### Texto de leitura
===

As pessoas com a LCG podem apresentar problemas de saúde relacionados ao sistema cardiorrespiratório, digestório, renal, reprodutor, tegumentar, sistema nervoso, entre outros. Elas possuem alterações metabólicas, com níveis elevados de triglicerídeos e baixos níveis do colesterol HDL na circulação sanguínea, além de resistência à insulina, diabetes mellitus, cardiomiopatias, alterações músculo-esqueléticas, cutâneas, entre outras.
Descrita inicialmente em 1954, pelo médico brasileiro Waldemar Berardinelli, mais de 70 anos depois a síndrome ainda é desconhecida no Brasil. No livro “Síndrome de Berardinelli-Seip – Aspectos Genéticos e Morfofisiológicos”, organizado por Julliane Campos e Josivan Lima, é apresentado oito tópicos sobre o tema com o objetivo de descrever as características genéticas, bioquímicas, morfológicas e fisiológicas da LCG.
Além disso, a obra publicada em formato digital pela Editora da UFRN traz informações sobre o diagnóstico correto da LCG, tratamento, ocorrências em cidades do Rio Grande do Norte e depoimentos de pessoas com a LCG e seus pais, focando nos desafios e preconceitos sofridos.

===

### Questões de estudo
[1] Copie do texto sobre a síndrome de Berardinelli-Seip o trecho que começa em "As pessoas com" e vai até "cutâneas, entre outras.".
[2] Segundo o texto sobre a síndrome de Berardinelli-Seip, quem descreveu a síndrome pela primeira vez e em que ano?
[3] Escreva a continuação do texto sobre a síndrome de Berardinelli-Seip a partir da última frase.

### Registros fornecidos

===

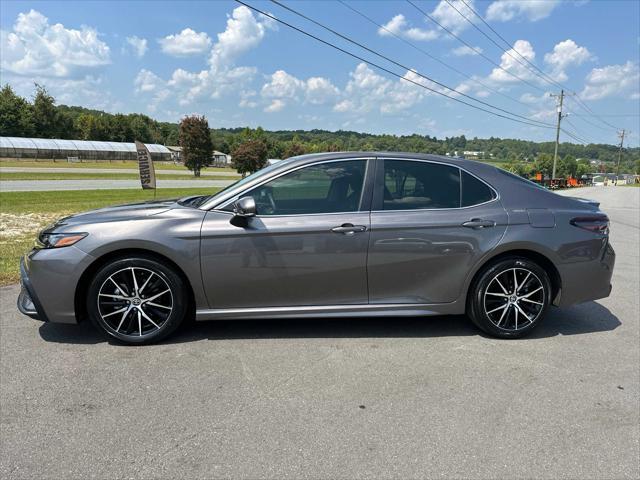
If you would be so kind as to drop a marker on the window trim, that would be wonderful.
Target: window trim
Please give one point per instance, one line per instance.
(378, 190)
(365, 197)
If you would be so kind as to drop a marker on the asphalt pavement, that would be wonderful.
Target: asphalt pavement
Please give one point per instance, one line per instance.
(366, 398)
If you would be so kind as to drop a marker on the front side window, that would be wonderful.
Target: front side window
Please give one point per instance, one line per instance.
(475, 192)
(330, 187)
(410, 185)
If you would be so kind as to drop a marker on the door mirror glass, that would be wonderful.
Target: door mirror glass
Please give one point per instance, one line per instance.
(244, 207)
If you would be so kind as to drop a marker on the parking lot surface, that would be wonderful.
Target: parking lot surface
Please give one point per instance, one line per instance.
(366, 398)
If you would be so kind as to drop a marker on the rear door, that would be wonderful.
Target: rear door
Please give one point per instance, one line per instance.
(430, 223)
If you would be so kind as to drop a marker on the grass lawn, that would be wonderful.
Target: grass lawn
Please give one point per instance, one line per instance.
(24, 214)
(79, 175)
(158, 166)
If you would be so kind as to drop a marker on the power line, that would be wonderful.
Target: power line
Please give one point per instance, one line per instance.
(479, 52)
(584, 119)
(586, 107)
(577, 133)
(555, 153)
(541, 74)
(432, 57)
(388, 59)
(609, 115)
(527, 120)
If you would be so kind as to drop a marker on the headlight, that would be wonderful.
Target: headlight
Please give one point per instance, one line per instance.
(58, 240)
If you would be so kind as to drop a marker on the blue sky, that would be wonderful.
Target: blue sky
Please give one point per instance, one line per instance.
(217, 58)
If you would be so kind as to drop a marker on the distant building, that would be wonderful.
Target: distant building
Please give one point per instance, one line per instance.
(59, 150)
(218, 159)
(221, 159)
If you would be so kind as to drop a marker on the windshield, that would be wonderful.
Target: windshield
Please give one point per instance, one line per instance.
(193, 202)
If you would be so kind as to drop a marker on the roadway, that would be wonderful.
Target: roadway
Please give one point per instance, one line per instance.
(106, 184)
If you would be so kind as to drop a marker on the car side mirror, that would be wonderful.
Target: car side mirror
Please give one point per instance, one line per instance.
(245, 207)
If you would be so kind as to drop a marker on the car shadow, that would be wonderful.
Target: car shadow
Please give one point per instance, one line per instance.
(586, 318)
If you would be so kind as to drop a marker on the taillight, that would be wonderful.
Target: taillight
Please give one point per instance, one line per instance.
(593, 223)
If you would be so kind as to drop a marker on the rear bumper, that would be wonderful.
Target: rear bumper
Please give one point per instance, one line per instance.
(586, 281)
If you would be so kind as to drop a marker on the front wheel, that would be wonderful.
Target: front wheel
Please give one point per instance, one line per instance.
(510, 297)
(137, 300)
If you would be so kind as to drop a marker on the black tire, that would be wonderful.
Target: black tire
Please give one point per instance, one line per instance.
(109, 294)
(492, 305)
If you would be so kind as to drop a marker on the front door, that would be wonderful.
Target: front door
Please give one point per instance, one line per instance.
(430, 223)
(307, 245)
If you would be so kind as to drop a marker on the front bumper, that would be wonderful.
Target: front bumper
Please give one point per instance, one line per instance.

===

### Respostas
[1]
As pessoas com a LCG podem apresentar problemas de saúde relacionados ao sistema cardiorrespiratório, digestório, renal, reprodutor, tegumentar, sistema nervoso, entre outros. Elas possuem alterações metabólicas, com níveis elevados de triglicerídeos e baixos níveis do colesterol HDL na circulação sanguínea, além de resistência à insulina, diabetes mellitus, cardiomiopatias, alterações músculo-esqueléticas, cutâneas, entre outras.

[2] O médico brasileiro Waldemar Berardinelli, em 1954.

[3]
Diagnóstico e tratamento
A presença de características físicas marcantes nas pessoas com a LCG possibilita que o diagnóstico seja bastante preciso na maioria dos casos, podendo ser confirmados com exames laboratoriais e testes genéticos, os quais ajudam a definir o tipo de síndrome que o indivíduo possui.
Os estudos de biologia molecular encontraram quatro genes relacionados à síndrome de Berardinelli-Seip, tidos como principais, embora mutações em outros genes tenham sido observadas nos últimos anos. No RN, através do diagnóstico genético realizado nas pesquisas coordenadas pelo grupo, foram encontradas apenas pessoas com os tipos 1 e 2, com 90% dos casos sendo do tipo 2.
Contudo, segundo Julliane, as dificuldades para as pessoas com doenças raras no Brasil, o que inclui a Síndrome de Berardinelli-Seip, começam ainda na fase do diagnóstico, seja pela falta de acesso à assistência médica especializada, o que inclui profissionais da saúde capacitados em relação à essa patologia que afeta o tecido adiposo, seja também pelo desconhecimento dos próprios pacientes e familiares. Isso pode resultar, inclusive, em diagnósticos tardios e tratamentos equivocados.
Julliane Campos explica que ainda não existe cura para a LCG, apenas tratamentos recomendados para minimizar os efeitos das alterações metabólicas nesses pacientes. O acompanhamento médico, e por vezes acompanhamento multiprofissional, são indispensáveis e, associados à mudança de hábitos alimentares e atividades físicas, possibilitam uma melhor qualidade de vida aos indivíduos acometidos.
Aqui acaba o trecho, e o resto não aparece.